** begin Entries **

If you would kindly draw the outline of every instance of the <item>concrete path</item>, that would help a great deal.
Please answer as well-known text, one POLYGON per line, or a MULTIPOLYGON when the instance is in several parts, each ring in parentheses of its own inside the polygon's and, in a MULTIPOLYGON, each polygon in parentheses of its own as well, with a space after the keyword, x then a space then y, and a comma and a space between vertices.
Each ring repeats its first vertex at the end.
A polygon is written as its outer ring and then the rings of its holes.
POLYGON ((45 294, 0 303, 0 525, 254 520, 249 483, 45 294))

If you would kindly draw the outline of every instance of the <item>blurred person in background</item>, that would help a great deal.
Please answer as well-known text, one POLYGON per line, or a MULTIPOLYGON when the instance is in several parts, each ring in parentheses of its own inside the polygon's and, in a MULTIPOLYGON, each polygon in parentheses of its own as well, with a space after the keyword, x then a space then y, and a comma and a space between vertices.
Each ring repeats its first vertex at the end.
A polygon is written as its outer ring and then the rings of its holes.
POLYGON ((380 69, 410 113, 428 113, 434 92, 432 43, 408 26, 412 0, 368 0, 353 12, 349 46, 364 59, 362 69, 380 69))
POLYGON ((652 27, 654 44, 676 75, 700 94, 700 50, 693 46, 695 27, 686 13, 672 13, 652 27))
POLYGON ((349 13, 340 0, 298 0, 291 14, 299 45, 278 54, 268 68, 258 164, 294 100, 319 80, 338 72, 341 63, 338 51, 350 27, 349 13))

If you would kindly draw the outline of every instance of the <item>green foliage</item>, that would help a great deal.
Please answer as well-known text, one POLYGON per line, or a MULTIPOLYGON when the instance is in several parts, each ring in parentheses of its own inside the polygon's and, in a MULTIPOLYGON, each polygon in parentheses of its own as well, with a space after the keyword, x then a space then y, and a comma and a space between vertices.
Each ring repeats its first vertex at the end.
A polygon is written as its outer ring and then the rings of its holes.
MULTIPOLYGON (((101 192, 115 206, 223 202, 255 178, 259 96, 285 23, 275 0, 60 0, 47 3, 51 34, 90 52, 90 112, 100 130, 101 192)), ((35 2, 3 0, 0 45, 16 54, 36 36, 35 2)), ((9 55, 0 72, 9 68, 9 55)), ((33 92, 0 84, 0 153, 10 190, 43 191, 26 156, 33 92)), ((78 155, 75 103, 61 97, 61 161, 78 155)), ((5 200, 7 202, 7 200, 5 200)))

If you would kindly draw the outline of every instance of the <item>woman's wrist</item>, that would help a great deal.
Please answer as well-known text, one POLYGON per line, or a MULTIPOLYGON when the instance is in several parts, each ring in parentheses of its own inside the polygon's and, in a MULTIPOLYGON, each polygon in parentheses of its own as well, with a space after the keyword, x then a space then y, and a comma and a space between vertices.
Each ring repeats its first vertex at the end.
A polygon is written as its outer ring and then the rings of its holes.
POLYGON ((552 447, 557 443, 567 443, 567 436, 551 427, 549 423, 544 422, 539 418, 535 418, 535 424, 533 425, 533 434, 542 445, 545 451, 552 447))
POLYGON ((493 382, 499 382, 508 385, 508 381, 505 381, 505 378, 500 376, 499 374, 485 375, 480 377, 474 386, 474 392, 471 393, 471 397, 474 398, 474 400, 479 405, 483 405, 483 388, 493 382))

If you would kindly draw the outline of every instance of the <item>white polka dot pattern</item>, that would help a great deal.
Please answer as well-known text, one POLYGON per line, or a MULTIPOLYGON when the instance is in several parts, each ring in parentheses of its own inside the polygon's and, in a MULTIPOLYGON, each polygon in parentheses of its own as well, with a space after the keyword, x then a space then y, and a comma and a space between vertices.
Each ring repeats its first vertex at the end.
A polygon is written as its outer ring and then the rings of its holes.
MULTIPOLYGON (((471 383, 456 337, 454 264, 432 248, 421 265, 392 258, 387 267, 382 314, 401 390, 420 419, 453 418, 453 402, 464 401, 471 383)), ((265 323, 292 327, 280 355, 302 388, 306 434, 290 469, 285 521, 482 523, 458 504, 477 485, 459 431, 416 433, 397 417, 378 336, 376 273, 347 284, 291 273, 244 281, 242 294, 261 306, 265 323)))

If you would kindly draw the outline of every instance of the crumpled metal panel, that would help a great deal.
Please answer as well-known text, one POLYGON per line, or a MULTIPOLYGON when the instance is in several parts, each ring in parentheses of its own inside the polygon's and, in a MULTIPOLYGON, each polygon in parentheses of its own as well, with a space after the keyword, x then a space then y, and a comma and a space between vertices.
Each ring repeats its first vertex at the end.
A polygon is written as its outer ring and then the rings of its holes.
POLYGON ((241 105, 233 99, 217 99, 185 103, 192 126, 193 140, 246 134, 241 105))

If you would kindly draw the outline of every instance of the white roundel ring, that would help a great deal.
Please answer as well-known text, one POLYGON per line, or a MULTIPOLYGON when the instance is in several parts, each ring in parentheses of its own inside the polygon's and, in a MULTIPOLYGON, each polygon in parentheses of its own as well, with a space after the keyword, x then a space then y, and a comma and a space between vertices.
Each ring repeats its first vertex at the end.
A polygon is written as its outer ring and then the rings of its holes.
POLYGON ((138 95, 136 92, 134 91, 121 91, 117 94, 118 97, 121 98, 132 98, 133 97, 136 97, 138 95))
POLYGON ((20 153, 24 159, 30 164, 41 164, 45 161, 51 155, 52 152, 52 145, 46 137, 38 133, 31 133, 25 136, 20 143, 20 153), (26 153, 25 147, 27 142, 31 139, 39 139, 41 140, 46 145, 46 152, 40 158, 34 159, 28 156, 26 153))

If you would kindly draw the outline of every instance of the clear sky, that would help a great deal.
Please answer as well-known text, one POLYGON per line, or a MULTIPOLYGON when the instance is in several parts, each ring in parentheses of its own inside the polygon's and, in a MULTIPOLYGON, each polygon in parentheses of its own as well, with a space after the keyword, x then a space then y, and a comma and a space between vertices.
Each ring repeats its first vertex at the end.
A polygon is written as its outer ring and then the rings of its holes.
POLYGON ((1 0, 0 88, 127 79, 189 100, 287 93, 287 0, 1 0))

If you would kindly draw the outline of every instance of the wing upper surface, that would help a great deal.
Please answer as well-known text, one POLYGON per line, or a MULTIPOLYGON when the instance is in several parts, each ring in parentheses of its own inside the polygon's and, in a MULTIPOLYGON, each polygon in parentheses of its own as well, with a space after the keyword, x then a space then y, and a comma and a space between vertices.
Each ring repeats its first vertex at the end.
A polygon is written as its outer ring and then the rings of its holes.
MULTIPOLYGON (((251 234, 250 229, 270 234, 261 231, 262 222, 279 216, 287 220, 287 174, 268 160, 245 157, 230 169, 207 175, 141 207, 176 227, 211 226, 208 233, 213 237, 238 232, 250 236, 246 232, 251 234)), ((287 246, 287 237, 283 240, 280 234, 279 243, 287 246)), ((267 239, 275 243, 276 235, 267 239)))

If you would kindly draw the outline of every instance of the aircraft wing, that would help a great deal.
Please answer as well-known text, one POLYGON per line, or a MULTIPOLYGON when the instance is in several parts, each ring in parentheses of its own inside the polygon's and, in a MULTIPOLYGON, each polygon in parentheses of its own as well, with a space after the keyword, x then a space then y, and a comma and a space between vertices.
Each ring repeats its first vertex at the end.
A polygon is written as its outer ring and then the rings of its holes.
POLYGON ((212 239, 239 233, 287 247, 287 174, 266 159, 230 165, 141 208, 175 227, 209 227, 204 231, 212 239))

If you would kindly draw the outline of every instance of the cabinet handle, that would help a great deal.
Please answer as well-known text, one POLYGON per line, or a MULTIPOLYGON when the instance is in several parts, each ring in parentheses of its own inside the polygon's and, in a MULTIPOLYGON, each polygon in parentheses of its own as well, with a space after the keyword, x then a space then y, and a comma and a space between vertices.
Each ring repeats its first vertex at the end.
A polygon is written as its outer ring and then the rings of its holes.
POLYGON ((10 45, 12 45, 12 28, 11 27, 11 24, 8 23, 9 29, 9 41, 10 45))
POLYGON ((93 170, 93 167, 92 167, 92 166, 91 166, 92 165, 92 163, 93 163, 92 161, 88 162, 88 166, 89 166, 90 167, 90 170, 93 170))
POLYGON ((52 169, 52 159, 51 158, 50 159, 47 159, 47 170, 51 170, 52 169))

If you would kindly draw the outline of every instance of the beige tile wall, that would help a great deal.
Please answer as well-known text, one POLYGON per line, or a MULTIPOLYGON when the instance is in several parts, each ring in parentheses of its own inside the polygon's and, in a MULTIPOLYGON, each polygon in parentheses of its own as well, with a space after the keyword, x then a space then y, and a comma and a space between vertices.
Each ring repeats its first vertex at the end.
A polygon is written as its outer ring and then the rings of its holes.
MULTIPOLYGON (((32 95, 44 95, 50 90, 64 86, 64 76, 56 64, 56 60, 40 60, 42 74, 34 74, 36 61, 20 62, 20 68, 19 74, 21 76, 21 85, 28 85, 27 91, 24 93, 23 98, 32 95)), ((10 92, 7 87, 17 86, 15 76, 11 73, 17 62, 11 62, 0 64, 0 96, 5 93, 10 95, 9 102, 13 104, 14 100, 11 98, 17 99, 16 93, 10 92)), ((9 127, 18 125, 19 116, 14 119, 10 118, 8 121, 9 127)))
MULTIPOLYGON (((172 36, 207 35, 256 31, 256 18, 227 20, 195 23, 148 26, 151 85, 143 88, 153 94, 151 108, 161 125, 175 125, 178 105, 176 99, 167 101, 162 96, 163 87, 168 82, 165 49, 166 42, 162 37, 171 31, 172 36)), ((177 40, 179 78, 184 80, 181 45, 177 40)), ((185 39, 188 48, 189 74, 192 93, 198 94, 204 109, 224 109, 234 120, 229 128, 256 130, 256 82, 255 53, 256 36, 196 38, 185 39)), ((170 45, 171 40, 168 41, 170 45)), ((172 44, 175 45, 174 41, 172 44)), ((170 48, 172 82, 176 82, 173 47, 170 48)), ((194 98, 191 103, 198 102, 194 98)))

** end Entries **

Reproduce the entries word for word, starting at the line that contains "background</item>, that would help a great deal." and ending at the line that contains "MULTIPOLYGON (((101 192, 115", with both of those lines included.

• _The answer_:
If you would kindly draw the outline of every instance of the <item>blurred person in background</item>, that would help a great deal.
Please answer as well-known text, one POLYGON per line, or a MULTIPOLYGON when the instance is in several parts, each ring in parentheses of its own inside the polygon's and, in a MULTIPOLYGON, each polygon in parentheses of its own as well, with a space after the keyword, x then a space then y, and a comma and a space between vertices.
Each ring repeats its first vertex at the end.
A polygon is written as its outer ring and then the rings of its holes.
POLYGON ((380 69, 410 113, 428 113, 434 92, 432 43, 408 26, 412 0, 368 0, 353 12, 349 46, 364 59, 362 69, 380 69))
POLYGON ((652 27, 654 44, 676 75, 700 94, 700 50, 693 46, 695 27, 686 13, 672 13, 652 27))
POLYGON ((349 13, 340 0, 298 0, 291 14, 299 45, 278 54, 268 68, 258 164, 294 100, 319 80, 338 72, 341 63, 338 51, 350 27, 349 13))

If you would kindly draw the outline of every instance of the <item>green foliage</item>, that would help a great deal.
Please answer as well-known text, one POLYGON per line, or a MULTIPOLYGON when the instance is in several parts, each ring in parentheses of its own inside the polygon's and, in a MULTIPOLYGON, each polygon in parentheses of its own as well, with a space after the keyword, x then a space then y, and a comma and a space between vertices.
Each ring repeats its first vertex at the end.
A polygon is written as its outer ring and then the rings of its holes.
MULTIPOLYGON (((101 192, 115 206, 223 202, 255 178, 259 96, 285 23, 275 0, 60 0, 47 3, 51 34, 90 52, 90 112, 100 130, 101 192)), ((35 2, 3 0, 0 45, 16 54, 36 36, 35 2)), ((9 55, 0 72, 9 68, 9 55)), ((33 92, 0 84, 0 153, 10 190, 43 191, 26 156, 33 92)), ((78 155, 75 103, 61 97, 61 161, 78 155)), ((5 200, 7 202, 7 200, 5 200)))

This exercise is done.